▸ Task requirements
The entire listing below is to be transcribed without a single slip.

==== Data for analysis

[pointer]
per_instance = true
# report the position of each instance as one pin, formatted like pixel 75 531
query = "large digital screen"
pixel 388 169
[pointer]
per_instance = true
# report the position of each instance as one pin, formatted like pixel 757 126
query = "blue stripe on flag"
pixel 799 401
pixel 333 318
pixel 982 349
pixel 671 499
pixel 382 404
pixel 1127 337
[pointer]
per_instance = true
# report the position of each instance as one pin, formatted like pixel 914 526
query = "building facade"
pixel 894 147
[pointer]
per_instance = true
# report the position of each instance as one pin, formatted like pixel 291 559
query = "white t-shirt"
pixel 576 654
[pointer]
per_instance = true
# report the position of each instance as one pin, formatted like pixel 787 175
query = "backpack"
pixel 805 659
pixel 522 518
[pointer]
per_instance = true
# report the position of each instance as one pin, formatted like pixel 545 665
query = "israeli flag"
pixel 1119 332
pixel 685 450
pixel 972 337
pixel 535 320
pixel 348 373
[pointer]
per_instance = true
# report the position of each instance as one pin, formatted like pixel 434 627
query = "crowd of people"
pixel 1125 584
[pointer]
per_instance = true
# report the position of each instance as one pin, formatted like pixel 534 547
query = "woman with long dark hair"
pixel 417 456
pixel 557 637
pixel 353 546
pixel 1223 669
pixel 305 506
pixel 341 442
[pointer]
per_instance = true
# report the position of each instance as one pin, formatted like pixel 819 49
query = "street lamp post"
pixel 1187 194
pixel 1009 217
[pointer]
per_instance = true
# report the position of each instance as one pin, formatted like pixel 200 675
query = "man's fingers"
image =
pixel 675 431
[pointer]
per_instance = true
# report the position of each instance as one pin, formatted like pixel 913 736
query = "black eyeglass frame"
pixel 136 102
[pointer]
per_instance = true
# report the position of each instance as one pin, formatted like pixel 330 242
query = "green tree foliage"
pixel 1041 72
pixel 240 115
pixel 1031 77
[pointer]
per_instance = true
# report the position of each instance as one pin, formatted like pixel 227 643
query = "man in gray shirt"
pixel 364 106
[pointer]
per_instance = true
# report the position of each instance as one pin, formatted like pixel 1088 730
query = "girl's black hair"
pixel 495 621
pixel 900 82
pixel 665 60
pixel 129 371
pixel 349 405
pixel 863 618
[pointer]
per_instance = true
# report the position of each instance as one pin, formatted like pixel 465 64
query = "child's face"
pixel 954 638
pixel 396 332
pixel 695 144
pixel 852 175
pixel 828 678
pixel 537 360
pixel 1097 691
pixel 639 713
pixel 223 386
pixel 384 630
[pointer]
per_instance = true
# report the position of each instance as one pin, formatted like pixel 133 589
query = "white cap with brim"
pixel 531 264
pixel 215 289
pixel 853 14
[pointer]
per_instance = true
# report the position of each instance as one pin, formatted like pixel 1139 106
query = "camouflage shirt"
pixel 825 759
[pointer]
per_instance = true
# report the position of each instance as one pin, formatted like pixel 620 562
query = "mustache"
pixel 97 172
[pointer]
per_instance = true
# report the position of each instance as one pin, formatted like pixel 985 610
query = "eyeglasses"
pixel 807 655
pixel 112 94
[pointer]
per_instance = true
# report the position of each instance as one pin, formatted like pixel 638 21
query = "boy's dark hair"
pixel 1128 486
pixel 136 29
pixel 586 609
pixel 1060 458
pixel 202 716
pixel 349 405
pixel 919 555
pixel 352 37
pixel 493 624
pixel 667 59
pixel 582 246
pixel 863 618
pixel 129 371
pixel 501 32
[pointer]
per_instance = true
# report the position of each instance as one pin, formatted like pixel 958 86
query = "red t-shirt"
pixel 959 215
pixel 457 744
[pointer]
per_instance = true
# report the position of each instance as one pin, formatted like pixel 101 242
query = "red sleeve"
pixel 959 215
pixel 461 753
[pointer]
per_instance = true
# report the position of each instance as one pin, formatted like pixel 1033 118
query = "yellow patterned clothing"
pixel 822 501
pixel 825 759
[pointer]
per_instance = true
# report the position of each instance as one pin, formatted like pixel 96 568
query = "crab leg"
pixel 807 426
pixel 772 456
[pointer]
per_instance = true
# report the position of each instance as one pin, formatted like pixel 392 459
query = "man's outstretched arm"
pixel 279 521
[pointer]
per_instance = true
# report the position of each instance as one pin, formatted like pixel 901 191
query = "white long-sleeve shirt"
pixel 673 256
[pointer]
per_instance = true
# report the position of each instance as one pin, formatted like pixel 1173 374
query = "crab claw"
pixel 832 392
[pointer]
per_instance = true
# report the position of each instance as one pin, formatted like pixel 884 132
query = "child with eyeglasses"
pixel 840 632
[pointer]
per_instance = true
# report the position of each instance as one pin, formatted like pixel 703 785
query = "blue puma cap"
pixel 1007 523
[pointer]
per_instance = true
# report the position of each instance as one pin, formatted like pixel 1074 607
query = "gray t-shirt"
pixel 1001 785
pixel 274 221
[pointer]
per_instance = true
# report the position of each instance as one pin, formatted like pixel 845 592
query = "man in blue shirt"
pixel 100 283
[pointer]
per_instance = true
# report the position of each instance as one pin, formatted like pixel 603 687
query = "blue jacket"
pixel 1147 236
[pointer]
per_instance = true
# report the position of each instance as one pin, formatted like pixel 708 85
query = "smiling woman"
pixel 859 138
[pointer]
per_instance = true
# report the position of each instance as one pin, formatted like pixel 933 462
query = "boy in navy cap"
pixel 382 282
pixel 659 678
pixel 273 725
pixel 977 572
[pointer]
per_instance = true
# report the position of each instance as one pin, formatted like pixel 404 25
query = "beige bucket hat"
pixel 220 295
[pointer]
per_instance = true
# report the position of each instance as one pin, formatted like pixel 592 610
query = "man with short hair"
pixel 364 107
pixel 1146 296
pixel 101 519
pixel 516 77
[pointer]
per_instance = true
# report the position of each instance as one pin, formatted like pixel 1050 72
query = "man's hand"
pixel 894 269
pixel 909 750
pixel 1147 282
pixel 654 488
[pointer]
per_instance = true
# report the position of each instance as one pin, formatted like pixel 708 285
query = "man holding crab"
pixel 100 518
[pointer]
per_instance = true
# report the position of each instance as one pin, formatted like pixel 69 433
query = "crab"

========

▸ Exercise result
[pointer]
per_instance = true
# report the position of each instance as one pin, formatted like pixel 75 531
query = "large digital screen"
pixel 388 169
[pointer]
per_instance = true
# report the position of each instance as one pin, formatted like pixel 757 126
query = "blue stripe on flag"
pixel 799 401
pixel 333 318
pixel 982 349
pixel 671 499
pixel 382 404
pixel 1127 337
[pointer]
per_instance = true
# report the position of each instance as one pin, formatted like pixel 914 526
query = "building facade"
pixel 894 147
[pointer]
per_instance = true
# report the position of each instance as one pin, formatted like pixel 291 559
query = "white t-shirt"
pixel 576 654
[pointer]
per_instance = true
# report the position of each instance as one pin, formatted like pixel 787 175
query = "backpack"
pixel 805 659
pixel 522 518
[pointer]
per_instance = true
# report the position of each instance as one pin, formatted like pixel 545 665
query = "israeli flag"
pixel 1119 332
pixel 685 450
pixel 972 337
pixel 535 320
pixel 348 373
[pointer]
per_instance = true
# report the position of each instance as one pin, formatted like pixel 434 627
query = "crowd of people"
pixel 1125 584
[pointer]
per_instance = true
# report the position of each instance as one pin, formatted like pixel 534 547
query = "woman with long dark hair"
pixel 417 456
pixel 557 637
pixel 353 546
pixel 1223 669
pixel 305 506
pixel 341 442
[pointer]
per_instance = true
# report the position of each instance as one pin, formatted like pixel 819 49
query = "street lamp post"
pixel 1187 194
pixel 1009 217
[pointer]
per_instance = true
# report the position of each instance as one pin, formatted like pixel 200 675
query = "man's fingers"
image =
pixel 675 431
[pointer]
per_instance = true
# report the position of each instance as one pin, formatted like pixel 913 736
query = "black eyeglass frame"
pixel 136 102
[pointer]
per_instance = true
# report the position of each instance as one pin, formatted like pixel 330 242
query = "green tree foliage"
pixel 1041 72
pixel 240 115
pixel 1031 77
[pointer]
per_instance = true
# report the position of each instance as one pin, formatted like pixel 227 643
query = "man in gray shirt"
pixel 364 106
[pointer]
per_instance = true
# report the position of each instance as one pin, formatted like pixel 1088 730
query = "girl's black hair"
pixel 495 621
pixel 900 82
pixel 665 60
pixel 129 371
pixel 349 405
pixel 863 618
[pointer]
per_instance = true
# report the position of each instance as one pin, formatted like pixel 465 64
query = "child's face"
pixel 954 638
pixel 396 332
pixel 695 144
pixel 852 175
pixel 828 678
pixel 537 360
pixel 1097 691
pixel 639 713
pixel 223 386
pixel 384 630
[pointer]
per_instance = true
# report the position of each instance as one pin, formatted like pixel 133 589
query = "white cap with brim"
pixel 531 264
pixel 215 289
pixel 853 14
[pointer]
per_instance = true
# report the position of each instance as one pin, formatted like pixel 1139 106
query = "camouflage shirt"
pixel 825 759
[pointer]
per_instance = true
# report the position of each instance as one pin, formatted like pixel 620 562
query = "mustache"
pixel 97 172
[pointer]
per_instance = true
# report the position of each instance as one pin, formatted like pixel 985 610
query = "eyeglasses"
pixel 807 655
pixel 112 94
[pointer]
per_instance = true
# report the position of each instance as one pin, formatted like pixel 638 21
query = "boy's dark hair"
pixel 1128 486
pixel 136 29
pixel 586 609
pixel 1060 458
pixel 202 716
pixel 349 405
pixel 919 555
pixel 352 37
pixel 493 624
pixel 667 59
pixel 582 246
pixel 863 618
pixel 129 371
pixel 501 32
[pointer]
per_instance = true
# report the position of each instance as one pin, formatted like pixel 958 86
query = "red t-shirt"
pixel 959 215
pixel 457 744
[pointer]
per_instance = true
# report the position of each instance as one pin, formatted like pixel 101 242
query = "red sleeve"
pixel 959 215
pixel 461 753
[pointer]
per_instance = true
# report the position of each instance as one pin, formatted like pixel 1033 118
query = "yellow patterned clothing"
pixel 822 501
pixel 825 759
[pointer]
per_instance = true
# report the position of each instance as one pin, formatted like pixel 96 568
query = "crab leg"
pixel 807 426
pixel 772 456
[pointer]
per_instance = true
# report the position of each instance as one pin, formatted like pixel 392 459
query = "man's outstretched arm"
pixel 279 521
[pointer]
per_instance = true
# report the position of each instance as one pin, formatted like pixel 901 191
query = "white long-sleeve shirt"
pixel 673 256
[pointer]
per_instance = true
# report the position of each instance as one pin, formatted like pixel 1173 374
query = "crab claw"
pixel 832 392
[pointer]
per_instance = true
# report the position of each instance as one pin, formatted like pixel 884 132
query = "child with eyeglasses"
pixel 840 632
[pointer]
per_instance = true
# report the position of each instance as one pin, formatted like pixel 703 785
query = "blue puma cap"
pixel 1007 523
[pointer]
per_instance = true
# report the position of each instance as one pin, formatted like pixel 1074 607
query = "gray t-shirt"
pixel 1001 785
pixel 274 221
[pointer]
per_instance = true
# report the position of each instance as one pin, formatted like pixel 845 592
query = "man in blue shirt"
pixel 100 283
[pointer]
per_instance = true
# report the position of each instance as one pin, formatted like pixel 603 687
query = "blue jacket"
pixel 1147 236
[pointer]
per_instance = true
# report the position of each instance as one pin, formatted like pixel 708 85
query = "smiling woman"
pixel 859 138
[pointer]
per_instance = true
# report the position of each instance as one pin, formatted like pixel 933 462
query = "boy in navy cap"
pixel 382 282
pixel 659 678
pixel 273 725
pixel 977 572
[pointer]
per_instance = true
# report the position of each instance as one pin, formatted like pixel 404 25
query = "beige bucket hat"
pixel 220 295
[pointer]
per_instance = true
# report the position of each instance as one pin, formatted like pixel 592 610
query = "man with short hair"
pixel 364 107
pixel 1146 296
pixel 101 519
pixel 516 77
[pointer]
per_instance = true
# report the position of each instance as one pin, formatted like pixel 1050 72
query = "man's hand"
pixel 894 269
pixel 909 750
pixel 1147 282
pixel 654 488
[pointer]
per_instance = true
# report the position of each instance as one pin, formatted like pixel 708 285
query = "man holding crab"
pixel 100 518
[pointer]
per_instance = true
# report the position of each instance as one pin, formatted like pixel 69 433
query = "crab"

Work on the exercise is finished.